I was just wondering what you guys think would make a guy notice you. I like this one guy (i already told him) and i dont know if he notices me. my friends say that he looks at my butt. but i dont know if he was. How do you get a guy to notice you? i really want him to notice me, i just dont know what to do. plz, i need your advice on this.

~Sweet_stormy~

Kater
11-10-2003, 02:58 PM
I would suggest talking to him and making an effort to get to know him better. I think you probably want him to like you for more than just your butt! :o

Soledad
11-10-2003, 03:19 PM
Be yourself. If that's not enough for him, he's a loser.

primabella
11-10-2003, 03:23 PM
Well do you want a guy noticing you or your butt? Lol. :o

Soledad is right. I have liked plenty of guys but if I'd have to change myself to impress them then...screw it. :D Maybe if you talk with him more, see if you have things in common...if you have certain qualities that are appealinig (sense of humor ect) I would try to sort of show them off. But don't go out of character or anything...

Dataset excerpt:
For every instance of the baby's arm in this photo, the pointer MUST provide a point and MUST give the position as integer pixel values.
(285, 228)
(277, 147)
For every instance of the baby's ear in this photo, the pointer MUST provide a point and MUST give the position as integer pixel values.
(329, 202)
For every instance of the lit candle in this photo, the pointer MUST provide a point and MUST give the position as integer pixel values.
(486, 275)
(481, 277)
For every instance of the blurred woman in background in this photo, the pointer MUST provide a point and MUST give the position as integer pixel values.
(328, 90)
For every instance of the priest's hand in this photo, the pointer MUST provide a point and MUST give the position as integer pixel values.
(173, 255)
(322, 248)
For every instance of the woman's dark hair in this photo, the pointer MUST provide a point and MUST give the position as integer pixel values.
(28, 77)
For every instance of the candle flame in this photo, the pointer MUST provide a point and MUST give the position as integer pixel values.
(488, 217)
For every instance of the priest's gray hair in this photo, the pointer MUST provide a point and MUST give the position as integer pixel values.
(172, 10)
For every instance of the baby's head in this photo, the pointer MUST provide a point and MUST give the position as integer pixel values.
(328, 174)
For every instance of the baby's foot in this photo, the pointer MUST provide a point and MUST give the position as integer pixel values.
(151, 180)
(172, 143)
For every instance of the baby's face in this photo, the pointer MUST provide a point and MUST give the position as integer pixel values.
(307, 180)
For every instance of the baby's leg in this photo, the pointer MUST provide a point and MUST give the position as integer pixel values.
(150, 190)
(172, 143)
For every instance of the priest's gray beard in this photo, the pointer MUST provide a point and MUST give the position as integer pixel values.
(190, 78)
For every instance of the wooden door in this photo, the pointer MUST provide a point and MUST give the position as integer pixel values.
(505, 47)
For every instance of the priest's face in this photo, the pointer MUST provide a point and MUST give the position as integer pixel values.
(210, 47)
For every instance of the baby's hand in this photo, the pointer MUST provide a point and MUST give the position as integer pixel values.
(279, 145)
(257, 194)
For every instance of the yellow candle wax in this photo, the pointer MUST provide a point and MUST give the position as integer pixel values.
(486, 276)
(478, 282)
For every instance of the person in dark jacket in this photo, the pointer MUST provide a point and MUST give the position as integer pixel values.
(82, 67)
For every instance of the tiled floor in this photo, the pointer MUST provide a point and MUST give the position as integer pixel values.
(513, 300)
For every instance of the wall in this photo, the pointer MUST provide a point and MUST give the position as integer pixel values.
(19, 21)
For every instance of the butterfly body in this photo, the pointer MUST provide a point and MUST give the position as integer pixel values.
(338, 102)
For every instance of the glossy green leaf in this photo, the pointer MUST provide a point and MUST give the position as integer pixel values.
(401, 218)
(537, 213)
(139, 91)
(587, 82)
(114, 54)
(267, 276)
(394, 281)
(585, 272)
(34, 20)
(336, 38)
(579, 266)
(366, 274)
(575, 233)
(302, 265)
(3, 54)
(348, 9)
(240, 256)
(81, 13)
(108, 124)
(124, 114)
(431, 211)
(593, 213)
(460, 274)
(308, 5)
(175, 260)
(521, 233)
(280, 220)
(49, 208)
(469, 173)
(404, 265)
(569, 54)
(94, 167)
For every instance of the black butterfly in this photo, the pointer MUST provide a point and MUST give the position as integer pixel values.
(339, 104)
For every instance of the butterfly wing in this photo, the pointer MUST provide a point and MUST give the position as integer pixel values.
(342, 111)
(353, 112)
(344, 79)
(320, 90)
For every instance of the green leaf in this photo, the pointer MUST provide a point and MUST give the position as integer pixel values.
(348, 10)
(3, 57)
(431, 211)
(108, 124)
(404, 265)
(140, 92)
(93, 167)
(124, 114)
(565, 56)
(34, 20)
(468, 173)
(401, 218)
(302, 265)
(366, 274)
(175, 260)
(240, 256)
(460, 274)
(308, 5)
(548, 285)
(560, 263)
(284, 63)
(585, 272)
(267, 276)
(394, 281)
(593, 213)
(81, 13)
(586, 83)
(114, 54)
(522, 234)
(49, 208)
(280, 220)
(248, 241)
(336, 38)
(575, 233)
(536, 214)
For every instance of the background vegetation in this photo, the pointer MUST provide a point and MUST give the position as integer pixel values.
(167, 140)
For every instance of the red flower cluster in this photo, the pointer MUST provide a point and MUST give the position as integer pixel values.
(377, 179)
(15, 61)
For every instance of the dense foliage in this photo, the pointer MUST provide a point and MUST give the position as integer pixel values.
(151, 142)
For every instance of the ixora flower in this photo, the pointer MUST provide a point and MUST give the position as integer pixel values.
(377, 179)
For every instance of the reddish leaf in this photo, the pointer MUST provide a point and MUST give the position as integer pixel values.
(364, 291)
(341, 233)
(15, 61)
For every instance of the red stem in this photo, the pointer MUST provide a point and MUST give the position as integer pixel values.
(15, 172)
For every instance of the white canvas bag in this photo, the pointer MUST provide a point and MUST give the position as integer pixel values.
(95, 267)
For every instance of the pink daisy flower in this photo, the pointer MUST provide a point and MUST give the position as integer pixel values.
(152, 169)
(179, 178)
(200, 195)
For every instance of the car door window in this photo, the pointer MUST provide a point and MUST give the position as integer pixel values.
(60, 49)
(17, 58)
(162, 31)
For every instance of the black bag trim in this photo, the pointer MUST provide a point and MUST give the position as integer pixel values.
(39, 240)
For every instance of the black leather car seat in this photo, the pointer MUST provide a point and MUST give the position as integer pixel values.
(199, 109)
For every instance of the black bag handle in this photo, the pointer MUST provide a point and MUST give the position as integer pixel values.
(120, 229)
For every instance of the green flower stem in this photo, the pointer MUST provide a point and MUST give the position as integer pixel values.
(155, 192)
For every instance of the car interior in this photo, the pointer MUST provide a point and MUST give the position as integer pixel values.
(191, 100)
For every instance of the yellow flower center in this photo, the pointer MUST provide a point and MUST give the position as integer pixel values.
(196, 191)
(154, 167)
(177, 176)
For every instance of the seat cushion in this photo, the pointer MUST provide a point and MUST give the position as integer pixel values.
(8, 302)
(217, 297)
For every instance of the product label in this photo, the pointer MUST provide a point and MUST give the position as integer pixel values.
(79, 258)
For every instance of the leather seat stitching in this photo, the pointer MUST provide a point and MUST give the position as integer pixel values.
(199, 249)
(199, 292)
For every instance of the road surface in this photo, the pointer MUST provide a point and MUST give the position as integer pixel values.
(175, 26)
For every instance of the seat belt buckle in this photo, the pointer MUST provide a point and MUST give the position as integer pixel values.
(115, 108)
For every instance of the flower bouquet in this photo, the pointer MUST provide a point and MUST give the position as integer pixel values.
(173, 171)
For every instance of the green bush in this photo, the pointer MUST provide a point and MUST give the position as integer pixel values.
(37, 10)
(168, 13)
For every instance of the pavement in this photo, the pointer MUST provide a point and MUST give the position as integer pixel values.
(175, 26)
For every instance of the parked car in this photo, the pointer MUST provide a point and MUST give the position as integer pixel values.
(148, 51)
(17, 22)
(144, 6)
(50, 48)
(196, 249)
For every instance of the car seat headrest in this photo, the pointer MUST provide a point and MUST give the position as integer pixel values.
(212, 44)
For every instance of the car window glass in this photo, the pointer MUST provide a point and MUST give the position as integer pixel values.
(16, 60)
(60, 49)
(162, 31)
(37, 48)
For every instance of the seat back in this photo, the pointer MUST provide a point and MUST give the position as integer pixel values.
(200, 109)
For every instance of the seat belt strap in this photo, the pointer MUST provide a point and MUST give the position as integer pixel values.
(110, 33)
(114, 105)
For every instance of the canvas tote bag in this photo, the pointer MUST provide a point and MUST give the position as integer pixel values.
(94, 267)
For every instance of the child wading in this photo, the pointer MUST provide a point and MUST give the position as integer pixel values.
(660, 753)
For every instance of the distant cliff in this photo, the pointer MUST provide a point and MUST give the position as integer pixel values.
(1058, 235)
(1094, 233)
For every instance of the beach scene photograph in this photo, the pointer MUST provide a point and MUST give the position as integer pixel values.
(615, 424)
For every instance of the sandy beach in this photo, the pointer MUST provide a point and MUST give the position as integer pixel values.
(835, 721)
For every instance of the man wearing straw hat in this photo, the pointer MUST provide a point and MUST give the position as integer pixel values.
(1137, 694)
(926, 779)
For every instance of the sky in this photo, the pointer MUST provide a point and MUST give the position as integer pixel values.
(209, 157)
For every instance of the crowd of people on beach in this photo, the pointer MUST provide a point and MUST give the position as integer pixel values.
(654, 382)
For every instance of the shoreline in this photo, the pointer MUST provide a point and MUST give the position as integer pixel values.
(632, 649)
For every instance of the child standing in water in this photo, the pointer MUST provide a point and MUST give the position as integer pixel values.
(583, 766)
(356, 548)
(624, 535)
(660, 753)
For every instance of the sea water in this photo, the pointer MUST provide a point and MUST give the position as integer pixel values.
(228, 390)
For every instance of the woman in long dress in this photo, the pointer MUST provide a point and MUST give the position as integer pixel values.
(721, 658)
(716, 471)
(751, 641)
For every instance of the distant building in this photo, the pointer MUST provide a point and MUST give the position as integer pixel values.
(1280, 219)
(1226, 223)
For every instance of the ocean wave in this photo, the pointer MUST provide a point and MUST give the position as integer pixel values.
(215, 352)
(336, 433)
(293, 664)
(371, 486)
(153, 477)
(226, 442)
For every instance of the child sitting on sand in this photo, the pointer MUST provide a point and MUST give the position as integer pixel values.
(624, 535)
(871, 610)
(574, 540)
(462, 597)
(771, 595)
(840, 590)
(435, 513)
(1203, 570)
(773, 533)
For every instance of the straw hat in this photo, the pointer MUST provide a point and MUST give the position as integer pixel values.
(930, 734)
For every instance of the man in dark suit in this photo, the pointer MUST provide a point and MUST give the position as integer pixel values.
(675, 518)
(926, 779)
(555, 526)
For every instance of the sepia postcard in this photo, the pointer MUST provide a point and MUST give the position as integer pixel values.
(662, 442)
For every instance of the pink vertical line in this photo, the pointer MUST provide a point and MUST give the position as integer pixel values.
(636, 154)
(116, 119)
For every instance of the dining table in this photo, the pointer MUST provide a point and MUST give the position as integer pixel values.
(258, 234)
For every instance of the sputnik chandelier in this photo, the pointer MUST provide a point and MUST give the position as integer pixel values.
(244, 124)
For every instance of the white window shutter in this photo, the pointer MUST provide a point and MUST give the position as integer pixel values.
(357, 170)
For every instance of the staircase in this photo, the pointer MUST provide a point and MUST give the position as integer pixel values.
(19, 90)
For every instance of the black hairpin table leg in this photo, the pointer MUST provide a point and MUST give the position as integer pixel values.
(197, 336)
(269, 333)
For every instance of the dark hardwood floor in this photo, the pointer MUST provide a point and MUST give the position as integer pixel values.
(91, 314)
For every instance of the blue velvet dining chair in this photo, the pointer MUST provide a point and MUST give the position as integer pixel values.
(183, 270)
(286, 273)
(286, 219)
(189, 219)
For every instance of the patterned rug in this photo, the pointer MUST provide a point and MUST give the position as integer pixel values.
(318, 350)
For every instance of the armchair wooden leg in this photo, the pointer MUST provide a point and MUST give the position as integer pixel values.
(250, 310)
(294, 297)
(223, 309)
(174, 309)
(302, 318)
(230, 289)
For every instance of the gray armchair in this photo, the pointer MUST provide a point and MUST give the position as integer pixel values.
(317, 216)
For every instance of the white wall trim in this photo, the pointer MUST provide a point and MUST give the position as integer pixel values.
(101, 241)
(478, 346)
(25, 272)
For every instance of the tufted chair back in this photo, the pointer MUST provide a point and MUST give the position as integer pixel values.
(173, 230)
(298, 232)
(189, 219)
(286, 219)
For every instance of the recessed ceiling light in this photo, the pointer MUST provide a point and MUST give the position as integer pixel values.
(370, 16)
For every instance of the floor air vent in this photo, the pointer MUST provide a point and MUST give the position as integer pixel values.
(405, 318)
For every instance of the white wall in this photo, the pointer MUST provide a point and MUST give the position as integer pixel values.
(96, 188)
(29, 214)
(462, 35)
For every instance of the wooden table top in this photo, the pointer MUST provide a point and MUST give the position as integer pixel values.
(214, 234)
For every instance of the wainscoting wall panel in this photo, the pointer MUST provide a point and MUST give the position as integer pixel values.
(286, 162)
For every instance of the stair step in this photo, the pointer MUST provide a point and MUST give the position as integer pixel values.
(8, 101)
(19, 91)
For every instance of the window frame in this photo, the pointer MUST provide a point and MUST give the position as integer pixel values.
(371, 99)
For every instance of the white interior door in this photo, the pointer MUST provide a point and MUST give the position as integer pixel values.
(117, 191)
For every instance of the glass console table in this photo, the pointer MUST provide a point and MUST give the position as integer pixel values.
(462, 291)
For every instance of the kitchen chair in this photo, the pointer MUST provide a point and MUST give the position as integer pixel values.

→ **Required tasks**
1/ Translate this sentence from the forum thread into Spanish: "I would suggest talking to him and making an effort to get to know him better."
2/ According to the forum thread, at what date and time did Soledad post a reply?
3/ List every username that appears in the forum thread.
The dataset excerpt has no role in this work.

→ **Answers to the exercise**
1/ Sugeriría hablar con él y hacer un esfuerzo por conocerlo mejor.

2/ Soledad replied on 11-10-2003 at 03:19 PM.

3/
~Sweet_stormy~
Kater
Soledad
primabella